OBJECTIVE 1 =
Using the crystallographic data table, answer each item:
(a) Which crystal system is listed for all three compounds?
(b) At what pressure and temperature was the D-TTF row measured?
(c) What is the a (Å) value for H-TTF at 1.6 GPa and 50 K?
OBJECTIVE 2 =
Reproduce everything in the crystallographic data table from "Table 1 Crystallographic" down to "77.53(1) 89.288(6) 1339.3(2)".

EXCERPT PROVIDED =
<<<<

Table 1 Crystallographic data for the pressure-induced insulating phase of H-TTF and the charge-ordered phase of D-TTF.4b
Compound Crystal system Space group a (Å) b (Å) c (Å) α (°) β (°) γ (°) V3)
a Fig. 4.b Fig. S2.
H-TTF (1.6 GPa, 50 K)a Triclinic P[1 with combining macron] 8.042(5) 10.779(5) 14.865(7) 78.717(9) 79.10(2) 89.79(2) 1240(1)
H-TTF (0.8 GPa, 5 K)b Triclinic P[1 with combining macron] 8.220(7) 10.983(8) 14.982(11) 78.788(12) 78.46(3) 89.575(18) 1299(2)
D-TTF (1 atm, 50 K)4b Triclinic P[1 with combining macron] 8.3968(7) 11.0492(5) 15.0735(5) 78.892(5) 77.53(1) 89.288(6) 1339.3(2)

>>>>

Records of labeled boxes
<<<<

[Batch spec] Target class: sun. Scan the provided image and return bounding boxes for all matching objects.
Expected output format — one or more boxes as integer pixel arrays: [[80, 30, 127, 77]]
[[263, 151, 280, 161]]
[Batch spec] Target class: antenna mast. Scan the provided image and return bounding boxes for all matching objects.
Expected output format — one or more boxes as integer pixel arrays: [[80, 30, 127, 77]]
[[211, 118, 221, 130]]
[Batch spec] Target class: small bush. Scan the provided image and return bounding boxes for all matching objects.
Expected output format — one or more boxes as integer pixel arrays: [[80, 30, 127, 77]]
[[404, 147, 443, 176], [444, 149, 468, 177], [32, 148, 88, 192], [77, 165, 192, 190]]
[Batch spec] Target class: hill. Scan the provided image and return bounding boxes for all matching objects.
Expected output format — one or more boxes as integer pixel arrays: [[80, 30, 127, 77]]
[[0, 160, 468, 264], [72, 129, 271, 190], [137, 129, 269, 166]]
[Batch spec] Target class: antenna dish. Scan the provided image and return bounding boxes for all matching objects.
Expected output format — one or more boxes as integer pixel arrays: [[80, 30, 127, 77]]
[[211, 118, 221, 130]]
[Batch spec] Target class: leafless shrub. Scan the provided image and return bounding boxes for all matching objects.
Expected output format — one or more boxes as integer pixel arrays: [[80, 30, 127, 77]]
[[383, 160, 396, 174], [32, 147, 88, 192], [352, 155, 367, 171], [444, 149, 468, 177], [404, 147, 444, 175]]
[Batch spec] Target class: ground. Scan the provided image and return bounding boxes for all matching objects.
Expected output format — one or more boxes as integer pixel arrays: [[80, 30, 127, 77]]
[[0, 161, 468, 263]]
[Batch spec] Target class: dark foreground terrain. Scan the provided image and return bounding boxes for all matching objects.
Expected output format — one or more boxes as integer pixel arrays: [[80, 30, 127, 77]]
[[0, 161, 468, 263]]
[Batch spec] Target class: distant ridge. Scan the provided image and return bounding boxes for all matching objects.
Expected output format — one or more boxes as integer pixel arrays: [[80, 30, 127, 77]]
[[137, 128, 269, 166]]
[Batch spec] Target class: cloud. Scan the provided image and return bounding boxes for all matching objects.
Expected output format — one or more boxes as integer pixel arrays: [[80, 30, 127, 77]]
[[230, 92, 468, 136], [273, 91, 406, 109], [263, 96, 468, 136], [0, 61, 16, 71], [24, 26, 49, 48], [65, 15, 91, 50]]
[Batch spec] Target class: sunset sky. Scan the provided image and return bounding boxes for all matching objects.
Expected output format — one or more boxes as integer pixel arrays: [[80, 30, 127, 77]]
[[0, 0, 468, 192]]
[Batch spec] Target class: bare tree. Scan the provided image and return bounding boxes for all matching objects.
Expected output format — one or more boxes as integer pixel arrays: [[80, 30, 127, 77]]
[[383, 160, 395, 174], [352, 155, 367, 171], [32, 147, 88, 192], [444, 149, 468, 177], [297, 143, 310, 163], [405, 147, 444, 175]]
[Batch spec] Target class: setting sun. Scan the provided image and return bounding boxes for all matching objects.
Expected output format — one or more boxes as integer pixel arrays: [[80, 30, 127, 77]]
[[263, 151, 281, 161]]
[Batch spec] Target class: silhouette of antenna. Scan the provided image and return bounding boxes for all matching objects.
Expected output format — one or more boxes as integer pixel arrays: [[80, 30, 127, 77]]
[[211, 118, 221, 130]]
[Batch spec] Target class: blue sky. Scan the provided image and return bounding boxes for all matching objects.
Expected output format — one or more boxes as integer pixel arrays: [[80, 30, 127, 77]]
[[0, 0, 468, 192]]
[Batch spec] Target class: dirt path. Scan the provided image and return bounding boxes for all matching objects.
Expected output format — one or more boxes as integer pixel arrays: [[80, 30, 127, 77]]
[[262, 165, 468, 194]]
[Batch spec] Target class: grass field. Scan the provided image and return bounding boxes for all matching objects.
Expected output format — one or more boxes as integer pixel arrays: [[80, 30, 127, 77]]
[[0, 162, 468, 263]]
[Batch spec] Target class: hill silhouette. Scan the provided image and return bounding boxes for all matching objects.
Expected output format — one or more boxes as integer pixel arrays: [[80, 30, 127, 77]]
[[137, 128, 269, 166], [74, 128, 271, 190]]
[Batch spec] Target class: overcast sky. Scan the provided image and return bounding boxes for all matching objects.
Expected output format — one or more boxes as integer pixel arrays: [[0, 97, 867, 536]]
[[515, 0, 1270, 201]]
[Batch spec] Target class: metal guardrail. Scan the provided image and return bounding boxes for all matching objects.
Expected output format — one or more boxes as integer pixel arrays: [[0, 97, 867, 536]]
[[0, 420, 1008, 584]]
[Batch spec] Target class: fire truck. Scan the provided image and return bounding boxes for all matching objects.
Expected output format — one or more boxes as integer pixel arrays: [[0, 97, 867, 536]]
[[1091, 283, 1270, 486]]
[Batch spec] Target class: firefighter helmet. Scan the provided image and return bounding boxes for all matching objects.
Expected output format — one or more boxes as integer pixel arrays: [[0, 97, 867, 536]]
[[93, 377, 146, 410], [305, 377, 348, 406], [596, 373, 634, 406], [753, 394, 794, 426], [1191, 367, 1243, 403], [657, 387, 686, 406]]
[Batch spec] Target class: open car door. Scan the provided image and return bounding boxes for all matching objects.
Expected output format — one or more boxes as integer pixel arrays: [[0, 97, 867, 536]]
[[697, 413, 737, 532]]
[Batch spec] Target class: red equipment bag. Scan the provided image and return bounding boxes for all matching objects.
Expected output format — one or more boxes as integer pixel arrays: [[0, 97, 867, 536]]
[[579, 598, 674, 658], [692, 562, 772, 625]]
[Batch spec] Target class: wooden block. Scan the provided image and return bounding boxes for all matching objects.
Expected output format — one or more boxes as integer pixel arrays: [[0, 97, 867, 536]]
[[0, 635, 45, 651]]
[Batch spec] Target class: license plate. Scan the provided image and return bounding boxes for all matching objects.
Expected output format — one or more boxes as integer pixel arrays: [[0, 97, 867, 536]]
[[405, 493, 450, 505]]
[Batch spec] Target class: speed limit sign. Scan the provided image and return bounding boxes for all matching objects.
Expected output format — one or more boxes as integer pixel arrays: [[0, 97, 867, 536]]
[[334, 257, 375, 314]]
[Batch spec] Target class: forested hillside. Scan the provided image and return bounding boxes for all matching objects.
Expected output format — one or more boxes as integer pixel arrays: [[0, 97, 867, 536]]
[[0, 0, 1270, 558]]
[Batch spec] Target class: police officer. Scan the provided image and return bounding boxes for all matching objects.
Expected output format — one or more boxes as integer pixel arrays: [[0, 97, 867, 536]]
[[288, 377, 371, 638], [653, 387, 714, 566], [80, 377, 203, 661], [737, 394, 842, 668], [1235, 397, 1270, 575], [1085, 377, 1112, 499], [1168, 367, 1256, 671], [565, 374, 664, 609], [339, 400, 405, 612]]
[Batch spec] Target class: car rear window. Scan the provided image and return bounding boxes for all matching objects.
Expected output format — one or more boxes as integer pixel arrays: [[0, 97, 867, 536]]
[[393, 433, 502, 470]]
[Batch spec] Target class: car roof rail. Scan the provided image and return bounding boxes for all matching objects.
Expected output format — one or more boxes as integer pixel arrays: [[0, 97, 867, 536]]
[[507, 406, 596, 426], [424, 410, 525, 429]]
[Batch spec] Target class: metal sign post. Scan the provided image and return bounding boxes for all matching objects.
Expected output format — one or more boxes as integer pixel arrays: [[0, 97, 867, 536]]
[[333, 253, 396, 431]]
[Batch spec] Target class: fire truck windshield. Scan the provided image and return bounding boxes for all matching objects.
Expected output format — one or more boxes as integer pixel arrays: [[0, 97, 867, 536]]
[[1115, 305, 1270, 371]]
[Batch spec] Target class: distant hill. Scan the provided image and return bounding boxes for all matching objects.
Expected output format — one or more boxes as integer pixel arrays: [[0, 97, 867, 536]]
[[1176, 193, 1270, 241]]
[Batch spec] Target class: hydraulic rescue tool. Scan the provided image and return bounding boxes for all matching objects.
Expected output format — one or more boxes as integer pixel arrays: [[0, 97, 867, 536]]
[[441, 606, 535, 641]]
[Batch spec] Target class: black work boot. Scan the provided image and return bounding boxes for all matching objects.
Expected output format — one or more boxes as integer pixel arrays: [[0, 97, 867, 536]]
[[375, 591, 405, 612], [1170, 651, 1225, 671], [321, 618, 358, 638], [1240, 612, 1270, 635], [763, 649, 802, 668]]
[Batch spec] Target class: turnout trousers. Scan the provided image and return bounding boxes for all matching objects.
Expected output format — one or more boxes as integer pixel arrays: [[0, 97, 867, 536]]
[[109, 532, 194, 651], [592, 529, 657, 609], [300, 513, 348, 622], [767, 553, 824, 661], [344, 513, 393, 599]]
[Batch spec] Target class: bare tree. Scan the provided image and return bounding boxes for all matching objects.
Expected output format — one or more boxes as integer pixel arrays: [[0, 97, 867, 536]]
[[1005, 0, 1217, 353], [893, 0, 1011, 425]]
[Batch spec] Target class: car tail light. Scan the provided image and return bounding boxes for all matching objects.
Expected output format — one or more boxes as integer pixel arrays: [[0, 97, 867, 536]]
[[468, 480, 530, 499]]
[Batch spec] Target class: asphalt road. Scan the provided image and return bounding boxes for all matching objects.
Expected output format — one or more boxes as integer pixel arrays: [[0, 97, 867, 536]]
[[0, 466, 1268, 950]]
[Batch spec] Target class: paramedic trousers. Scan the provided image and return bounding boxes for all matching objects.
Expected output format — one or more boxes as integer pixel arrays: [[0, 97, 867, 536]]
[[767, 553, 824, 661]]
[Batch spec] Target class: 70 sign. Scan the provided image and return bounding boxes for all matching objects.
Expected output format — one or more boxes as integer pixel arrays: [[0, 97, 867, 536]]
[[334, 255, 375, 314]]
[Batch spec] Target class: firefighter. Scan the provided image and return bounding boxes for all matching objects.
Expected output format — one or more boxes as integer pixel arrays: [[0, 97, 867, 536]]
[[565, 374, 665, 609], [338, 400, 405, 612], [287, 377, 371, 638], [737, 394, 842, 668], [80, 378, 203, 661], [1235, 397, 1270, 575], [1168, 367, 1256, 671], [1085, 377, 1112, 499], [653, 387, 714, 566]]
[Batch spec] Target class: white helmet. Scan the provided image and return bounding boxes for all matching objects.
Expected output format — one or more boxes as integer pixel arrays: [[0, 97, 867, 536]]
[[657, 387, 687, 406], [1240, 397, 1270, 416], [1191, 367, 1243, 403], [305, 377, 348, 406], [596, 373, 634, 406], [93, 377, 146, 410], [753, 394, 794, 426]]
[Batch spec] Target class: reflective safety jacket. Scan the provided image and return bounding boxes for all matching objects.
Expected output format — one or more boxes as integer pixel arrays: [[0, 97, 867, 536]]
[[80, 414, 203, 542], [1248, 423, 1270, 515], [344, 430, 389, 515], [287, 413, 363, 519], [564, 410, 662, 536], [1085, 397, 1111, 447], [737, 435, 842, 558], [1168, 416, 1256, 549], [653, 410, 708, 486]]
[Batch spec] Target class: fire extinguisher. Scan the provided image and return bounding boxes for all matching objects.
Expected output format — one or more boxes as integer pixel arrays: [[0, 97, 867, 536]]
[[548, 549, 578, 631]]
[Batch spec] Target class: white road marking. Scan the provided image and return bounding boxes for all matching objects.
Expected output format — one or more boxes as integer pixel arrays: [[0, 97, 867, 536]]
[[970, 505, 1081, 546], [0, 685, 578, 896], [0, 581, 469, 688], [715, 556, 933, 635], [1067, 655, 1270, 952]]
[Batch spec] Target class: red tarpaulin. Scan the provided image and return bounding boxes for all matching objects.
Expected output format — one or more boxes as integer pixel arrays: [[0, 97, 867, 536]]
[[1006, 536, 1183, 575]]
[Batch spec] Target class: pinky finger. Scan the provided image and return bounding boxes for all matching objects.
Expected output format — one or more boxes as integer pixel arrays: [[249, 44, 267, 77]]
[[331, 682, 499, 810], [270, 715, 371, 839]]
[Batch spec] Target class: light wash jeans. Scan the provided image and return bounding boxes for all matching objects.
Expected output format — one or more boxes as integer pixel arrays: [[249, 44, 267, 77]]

>>>>

WRITTEN RESPONSE 1 =
(a) Triclinic
(b) 1 atm and 50 K
(c) 8.042(5)

WRITTEN RESPONSE 2 =
Table 1 Crystallographic data for the pressure-induced insulating phase of H-TTF and the charge-ordered phase of D-TTF.4b
Compound Crystal system Space group a (Å) b (Å) c (Å) α (°) β (°) γ (°) V3)
a Fig. 4.b Fig. S2.
H-TTF (1.6 GPa, 50 K)a Triclinic P[1 with combining macron] 8.042(5) 10.779(5) 14.865(7) 78.717(9) 79.10(2) 89.79(2) 1240(1)
H-TTF (0.8 GPa, 5 K)b Triclinic P[1 with combining macron] 8.220(7) 10.983(8) 14.982(11) 78.788(12) 78.46(3) 89.575(18) 1299(2)
D-TTF (1 atm, 50 K)4b Triclinic P[1 with combining macron] 8.3968(7) 11.0492(5) 15.0735(5) 78.892(5) 77.53(1) 89.288(6) 1339.3(2)